— START OF Provided data —

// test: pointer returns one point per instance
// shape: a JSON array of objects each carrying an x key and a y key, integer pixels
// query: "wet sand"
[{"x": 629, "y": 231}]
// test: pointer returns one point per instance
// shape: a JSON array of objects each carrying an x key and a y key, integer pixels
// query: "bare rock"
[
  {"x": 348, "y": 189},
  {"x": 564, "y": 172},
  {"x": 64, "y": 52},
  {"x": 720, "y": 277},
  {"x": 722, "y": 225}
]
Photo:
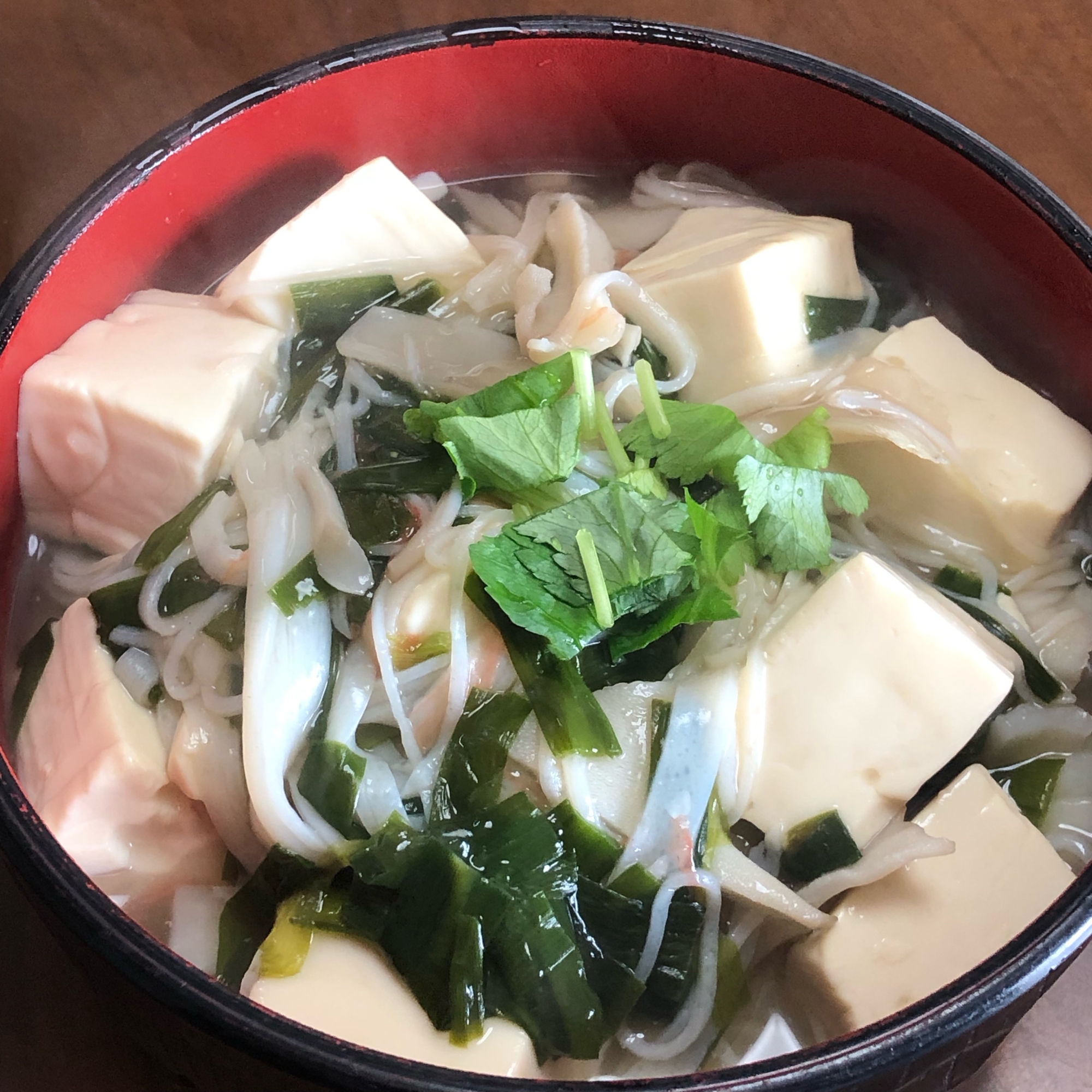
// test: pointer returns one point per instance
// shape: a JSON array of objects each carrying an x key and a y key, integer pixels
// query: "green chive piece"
[
  {"x": 610, "y": 437},
  {"x": 586, "y": 388},
  {"x": 601, "y": 599},
  {"x": 650, "y": 397}
]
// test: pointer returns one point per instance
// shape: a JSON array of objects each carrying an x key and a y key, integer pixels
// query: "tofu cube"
[
  {"x": 896, "y": 942},
  {"x": 872, "y": 686},
  {"x": 1017, "y": 467},
  {"x": 349, "y": 990},
  {"x": 130, "y": 419},
  {"x": 374, "y": 221},
  {"x": 94, "y": 766},
  {"x": 737, "y": 280}
]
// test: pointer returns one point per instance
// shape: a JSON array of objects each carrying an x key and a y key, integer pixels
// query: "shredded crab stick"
[
  {"x": 287, "y": 660},
  {"x": 702, "y": 729}
]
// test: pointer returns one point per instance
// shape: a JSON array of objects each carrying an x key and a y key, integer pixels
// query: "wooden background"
[{"x": 85, "y": 81}]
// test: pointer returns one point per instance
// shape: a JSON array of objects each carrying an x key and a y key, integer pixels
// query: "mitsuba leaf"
[
  {"x": 538, "y": 387},
  {"x": 786, "y": 505},
  {"x": 515, "y": 452},
  {"x": 705, "y": 440},
  {"x": 808, "y": 443},
  {"x": 571, "y": 717}
]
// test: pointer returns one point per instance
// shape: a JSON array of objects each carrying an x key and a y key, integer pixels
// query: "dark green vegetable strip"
[
  {"x": 619, "y": 919},
  {"x": 32, "y": 662},
  {"x": 1040, "y": 681},
  {"x": 732, "y": 993},
  {"x": 571, "y": 717},
  {"x": 648, "y": 351},
  {"x": 468, "y": 982},
  {"x": 117, "y": 606},
  {"x": 162, "y": 542},
  {"x": 329, "y": 371},
  {"x": 540, "y": 386},
  {"x": 228, "y": 627},
  {"x": 473, "y": 763},
  {"x": 648, "y": 664},
  {"x": 420, "y": 298},
  {"x": 330, "y": 780},
  {"x": 818, "y": 846},
  {"x": 374, "y": 518},
  {"x": 595, "y": 850},
  {"x": 299, "y": 587},
  {"x": 189, "y": 585},
  {"x": 660, "y": 714},
  {"x": 952, "y": 579},
  {"x": 826, "y": 316},
  {"x": 370, "y": 734},
  {"x": 431, "y": 474},
  {"x": 250, "y": 915},
  {"x": 1032, "y": 785},
  {"x": 328, "y": 308}
]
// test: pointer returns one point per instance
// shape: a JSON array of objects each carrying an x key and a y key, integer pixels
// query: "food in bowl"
[{"x": 559, "y": 626}]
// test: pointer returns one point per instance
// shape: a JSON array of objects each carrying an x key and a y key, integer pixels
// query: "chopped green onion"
[
  {"x": 610, "y": 437},
  {"x": 818, "y": 846},
  {"x": 586, "y": 388},
  {"x": 601, "y": 598},
  {"x": 650, "y": 398},
  {"x": 32, "y": 662},
  {"x": 408, "y": 652},
  {"x": 162, "y": 542},
  {"x": 299, "y": 587}
]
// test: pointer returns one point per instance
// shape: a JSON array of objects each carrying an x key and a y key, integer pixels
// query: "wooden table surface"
[{"x": 85, "y": 81}]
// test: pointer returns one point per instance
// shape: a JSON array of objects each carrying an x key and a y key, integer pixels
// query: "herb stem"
[
  {"x": 610, "y": 437},
  {"x": 584, "y": 382},
  {"x": 601, "y": 599},
  {"x": 650, "y": 397}
]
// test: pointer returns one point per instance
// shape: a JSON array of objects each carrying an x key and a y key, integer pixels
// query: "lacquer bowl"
[{"x": 999, "y": 256}]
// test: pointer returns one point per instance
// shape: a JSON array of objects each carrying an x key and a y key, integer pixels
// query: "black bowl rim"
[{"x": 54, "y": 879}]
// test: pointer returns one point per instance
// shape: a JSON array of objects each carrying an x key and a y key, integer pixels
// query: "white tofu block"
[
  {"x": 130, "y": 419},
  {"x": 349, "y": 990},
  {"x": 906, "y": 936},
  {"x": 94, "y": 766},
  {"x": 374, "y": 221},
  {"x": 1018, "y": 465},
  {"x": 737, "y": 280},
  {"x": 872, "y": 686}
]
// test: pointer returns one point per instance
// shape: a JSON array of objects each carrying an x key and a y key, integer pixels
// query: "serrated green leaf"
[{"x": 515, "y": 452}]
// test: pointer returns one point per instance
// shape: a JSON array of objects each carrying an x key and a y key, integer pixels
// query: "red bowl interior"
[{"x": 975, "y": 242}]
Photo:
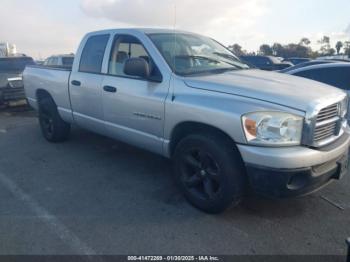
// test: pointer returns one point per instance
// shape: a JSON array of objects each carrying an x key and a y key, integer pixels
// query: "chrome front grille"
[{"x": 327, "y": 123}]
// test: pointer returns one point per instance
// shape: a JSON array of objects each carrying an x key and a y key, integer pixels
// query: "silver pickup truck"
[{"x": 228, "y": 128}]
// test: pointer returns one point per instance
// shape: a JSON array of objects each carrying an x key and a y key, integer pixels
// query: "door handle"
[
  {"x": 110, "y": 89},
  {"x": 76, "y": 83}
]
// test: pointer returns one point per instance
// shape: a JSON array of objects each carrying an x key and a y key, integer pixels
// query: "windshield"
[
  {"x": 15, "y": 64},
  {"x": 189, "y": 54}
]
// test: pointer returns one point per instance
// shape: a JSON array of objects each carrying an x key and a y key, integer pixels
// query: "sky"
[{"x": 41, "y": 28}]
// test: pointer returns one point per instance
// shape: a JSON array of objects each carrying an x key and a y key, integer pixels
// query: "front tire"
[
  {"x": 53, "y": 128},
  {"x": 210, "y": 172}
]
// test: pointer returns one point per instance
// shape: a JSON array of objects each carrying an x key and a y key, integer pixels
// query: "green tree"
[
  {"x": 266, "y": 49},
  {"x": 339, "y": 45}
]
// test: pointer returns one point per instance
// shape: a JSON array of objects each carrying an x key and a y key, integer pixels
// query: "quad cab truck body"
[{"x": 227, "y": 128}]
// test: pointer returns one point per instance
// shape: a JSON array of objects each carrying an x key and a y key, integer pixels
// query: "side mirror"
[{"x": 137, "y": 67}]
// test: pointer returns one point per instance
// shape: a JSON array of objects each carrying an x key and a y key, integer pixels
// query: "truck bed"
[{"x": 53, "y": 80}]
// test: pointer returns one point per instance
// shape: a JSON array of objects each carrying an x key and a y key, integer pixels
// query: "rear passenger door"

— END OF Provided data —

**Instructions for the task**:
Print the records word for word and exclude any picture they hold.

**Complete output**:
// test: pointer returns one point per instance
// shape: a JSON array of objects each carrying an x key and a y key, integer pixels
// query: "wet sand"
[{"x": 629, "y": 231}]
// test: pointer returns one point per instance
// shape: a JSON array of objects each carrying an x key and a y key, integer pixels
// query: "bare rock"
[
  {"x": 348, "y": 189},
  {"x": 564, "y": 172},
  {"x": 64, "y": 52},
  {"x": 720, "y": 277},
  {"x": 722, "y": 225}
]
Photo:
// test: pointer returns one point per instance
// shape: a JSON array of objects each carrying an x key and a y key, integer pixels
// query: "green chive piece"
[
  {"x": 610, "y": 437},
  {"x": 586, "y": 388},
  {"x": 601, "y": 599},
  {"x": 650, "y": 397}
]
// test: pointer returns one point per instance
// shape: a JSON array of objects each carrying an x key and a y key, integer pixels
// query: "tofu cube"
[
  {"x": 896, "y": 942},
  {"x": 872, "y": 686},
  {"x": 1017, "y": 467},
  {"x": 349, "y": 990},
  {"x": 130, "y": 419},
  {"x": 374, "y": 221},
  {"x": 94, "y": 766},
  {"x": 737, "y": 280}
]
// test: pointer returns one point per instance
// shape: a JSON array of objects each carrying an x key and a y key, integer pixels
// query: "shredded crab stick"
[
  {"x": 287, "y": 660},
  {"x": 702, "y": 729}
]
// test: pointer returns one point per instance
// shape: a JSON array of objects each carrying an x key and a y key, integer pixels
// query: "wooden background"
[{"x": 85, "y": 81}]
// test: pointer returns one point per instance
// shape: a JSON array of objects each carrying an x key and a y key, integer pixels
// query: "mitsuba leaf"
[
  {"x": 538, "y": 387},
  {"x": 786, "y": 505},
  {"x": 515, "y": 452},
  {"x": 705, "y": 440},
  {"x": 808, "y": 443},
  {"x": 571, "y": 717}
]
// test: pointer returns one point per instance
// shape: a JSON array of objects each carrying an x key and a y key, integer pixels
// query: "dark green vegetable strip"
[
  {"x": 619, "y": 919},
  {"x": 32, "y": 662},
  {"x": 1040, "y": 681},
  {"x": 732, "y": 993},
  {"x": 571, "y": 717},
  {"x": 648, "y": 351},
  {"x": 468, "y": 982},
  {"x": 117, "y": 606},
  {"x": 162, "y": 542},
  {"x": 329, "y": 371},
  {"x": 540, "y": 386},
  {"x": 228, "y": 627},
  {"x": 473, "y": 763},
  {"x": 648, "y": 664},
  {"x": 420, "y": 298},
  {"x": 330, "y": 780},
  {"x": 818, "y": 846},
  {"x": 374, "y": 518},
  {"x": 595, "y": 850},
  {"x": 299, "y": 587},
  {"x": 189, "y": 585},
  {"x": 660, "y": 714},
  {"x": 952, "y": 579},
  {"x": 826, "y": 316},
  {"x": 370, "y": 734},
  {"x": 431, "y": 474},
  {"x": 250, "y": 915},
  {"x": 1032, "y": 785},
  {"x": 328, "y": 308}
]
// test: pointer returns one point per instance
// shape: a JSON array of objects each carrying an x key and a y key, integer pixels
// query: "food in bowl"
[{"x": 559, "y": 626}]
// test: pointer returns one point per instance
// shape: a JSON array of objects each carrying an x key and a y key, integer pixels
// query: "chopped green onion"
[
  {"x": 610, "y": 437},
  {"x": 818, "y": 846},
  {"x": 586, "y": 388},
  {"x": 601, "y": 598},
  {"x": 650, "y": 398},
  {"x": 32, "y": 662},
  {"x": 408, "y": 652},
  {"x": 162, "y": 542},
  {"x": 299, "y": 587}
]
// test: pointer returns one point per instance
// shape: a JSON array of objects each carrying an x key and a y key, integer pixels
// query: "wooden table surface"
[{"x": 85, "y": 81}]
// test: pointer returns one point per instance
// shape: a JSON array of objects each carrying an x key and a y key, integer pixels
// query: "herb stem"
[
  {"x": 610, "y": 437},
  {"x": 584, "y": 382},
  {"x": 601, "y": 599},
  {"x": 650, "y": 397}
]
// test: pointer returns one point per instance
// shape: a JSON array of objects each carrying an x key and a y key, integer pixels
// query: "lacquer bowl"
[{"x": 999, "y": 256}]
// test: pointer returns one point per instance
// shape: a JSON array of objects each carrying an x key and a y key, integer pixels
// query: "black bowl rim"
[{"x": 54, "y": 879}]
// test: pointer returns one point per instance
// shape: a JSON array of objects each carrying an x key and a y key, integer pixels
// query: "white tofu block"
[
  {"x": 130, "y": 419},
  {"x": 349, "y": 990},
  {"x": 906, "y": 936},
  {"x": 94, "y": 766},
  {"x": 374, "y": 221},
  {"x": 1018, "y": 465},
  {"x": 737, "y": 280},
  {"x": 872, "y": 686}
]
// test: pointer returns one point per instance
// shape: a JSON array of objects each carrying an x key and a y key, integer pixels
// query: "serrated green leaf"
[{"x": 515, "y": 452}]
// test: pointer returns one point per instance
// shape: a JSON array of objects each carrying an x key and a y key, integer pixels
// query: "red bowl interior"
[{"x": 975, "y": 242}]
Photo:
// test: pointer returns one point per instance
// shape: a JSON array of objects each carrying an x key and a y key, integer pixels
// query: "chrome front grille"
[{"x": 327, "y": 123}]
// test: pointer returns one point per instance
// shape: a JSON array of objects each carrying an x key and a y key, integer pixels
// query: "silver pickup truck"
[{"x": 228, "y": 128}]
// test: pointer returns one point per instance
// shape: a JSON array of objects each carrying an x key and a y key, integer pixels
// query: "door handle"
[
  {"x": 110, "y": 89},
  {"x": 76, "y": 83}
]
// test: pointer returns one point per instance
// shape: a JSON array of objects each carrying an x key and a y key, integer pixels
// query: "windshield"
[
  {"x": 15, "y": 64},
  {"x": 189, "y": 54}
]
// test: pointer returns one point per instance
// shape: a JSON array of objects each carrying an x key and a y key, integer pixels
// query: "sky"
[{"x": 41, "y": 28}]
// test: pointer returns one point per instance
// shape: a JSON array of objects each carrying an x key and a y key, integer pixels
// query: "front tire"
[
  {"x": 53, "y": 128},
  {"x": 210, "y": 172}
]
// test: pointer returns one point per instance
// shape: a JSON array of objects each carrying an x key and a y key, integer pixels
// query: "green tree"
[
  {"x": 266, "y": 49},
  {"x": 339, "y": 45}
]
// test: pointer returns one point per instance
// shape: a JSON array of objects each carrying an x key and a y key, integer pixels
// query: "quad cab truck body"
[{"x": 227, "y": 128}]
// test: pointer returns one point per instance
// shape: a JSON array of objects each carrying an x key and a y key, integer pixels
// query: "side mirror"
[{"x": 137, "y": 67}]
// test: pointer returns one point per instance
// shape: a JSON array of objects each carrying an x key and a y key, integer pixels
// query: "truck bed"
[{"x": 53, "y": 80}]
// test: pointer returns one point per instance
// shape: a JSON array of objects each carrying an x key and a y key, integer pixels
// query: "rear passenger door"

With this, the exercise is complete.